Task instructions: The answer is the number of lines in the data that contain the word "boat"; give it alone.

Natural language region descriptions:
┄┄┄┄┄┄

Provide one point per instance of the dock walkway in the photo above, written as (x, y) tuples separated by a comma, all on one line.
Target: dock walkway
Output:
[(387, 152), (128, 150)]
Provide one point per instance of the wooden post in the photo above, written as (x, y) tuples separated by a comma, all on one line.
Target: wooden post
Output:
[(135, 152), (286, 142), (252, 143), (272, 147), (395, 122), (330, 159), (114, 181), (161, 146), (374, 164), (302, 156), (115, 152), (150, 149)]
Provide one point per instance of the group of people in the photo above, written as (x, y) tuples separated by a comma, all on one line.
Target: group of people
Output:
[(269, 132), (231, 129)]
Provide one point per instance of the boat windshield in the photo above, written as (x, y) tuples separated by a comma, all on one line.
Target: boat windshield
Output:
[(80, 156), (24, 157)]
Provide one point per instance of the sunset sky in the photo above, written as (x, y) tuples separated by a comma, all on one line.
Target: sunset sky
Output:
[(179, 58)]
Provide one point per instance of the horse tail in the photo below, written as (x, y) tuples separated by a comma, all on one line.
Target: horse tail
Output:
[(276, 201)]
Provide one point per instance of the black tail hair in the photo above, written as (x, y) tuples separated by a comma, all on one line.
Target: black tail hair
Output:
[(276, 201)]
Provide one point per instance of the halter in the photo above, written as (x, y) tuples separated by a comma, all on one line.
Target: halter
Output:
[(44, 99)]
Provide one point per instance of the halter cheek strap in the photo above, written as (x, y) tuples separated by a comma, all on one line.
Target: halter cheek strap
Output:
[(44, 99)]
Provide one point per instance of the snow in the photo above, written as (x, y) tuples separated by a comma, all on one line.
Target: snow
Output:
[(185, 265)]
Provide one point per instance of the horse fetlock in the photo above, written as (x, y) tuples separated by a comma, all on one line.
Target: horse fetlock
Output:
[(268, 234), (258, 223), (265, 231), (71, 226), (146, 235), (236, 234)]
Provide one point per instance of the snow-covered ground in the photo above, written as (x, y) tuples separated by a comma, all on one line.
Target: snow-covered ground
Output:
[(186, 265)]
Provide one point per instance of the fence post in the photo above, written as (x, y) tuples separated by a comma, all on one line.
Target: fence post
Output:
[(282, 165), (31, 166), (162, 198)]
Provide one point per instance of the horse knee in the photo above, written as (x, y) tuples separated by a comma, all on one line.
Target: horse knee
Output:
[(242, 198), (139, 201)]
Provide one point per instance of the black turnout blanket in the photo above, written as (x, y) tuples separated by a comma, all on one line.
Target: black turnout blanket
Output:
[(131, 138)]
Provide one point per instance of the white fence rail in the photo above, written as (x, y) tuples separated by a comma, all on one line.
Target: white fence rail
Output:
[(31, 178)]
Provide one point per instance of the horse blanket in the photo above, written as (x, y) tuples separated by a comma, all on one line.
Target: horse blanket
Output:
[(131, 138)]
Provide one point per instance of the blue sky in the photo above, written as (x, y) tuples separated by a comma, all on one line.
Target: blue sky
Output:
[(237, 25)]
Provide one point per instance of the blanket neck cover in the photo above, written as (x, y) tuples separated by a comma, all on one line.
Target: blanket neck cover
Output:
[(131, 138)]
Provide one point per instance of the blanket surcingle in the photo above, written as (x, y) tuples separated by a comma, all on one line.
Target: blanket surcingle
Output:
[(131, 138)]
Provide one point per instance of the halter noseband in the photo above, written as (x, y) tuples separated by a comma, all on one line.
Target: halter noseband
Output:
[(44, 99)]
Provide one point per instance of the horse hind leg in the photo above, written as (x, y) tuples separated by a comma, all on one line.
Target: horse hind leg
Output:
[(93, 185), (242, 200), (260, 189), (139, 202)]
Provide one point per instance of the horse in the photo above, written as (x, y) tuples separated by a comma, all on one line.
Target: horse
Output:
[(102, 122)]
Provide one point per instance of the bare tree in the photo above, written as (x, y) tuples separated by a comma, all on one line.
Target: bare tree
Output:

┄┄┄┄┄┄

Exercise result: 2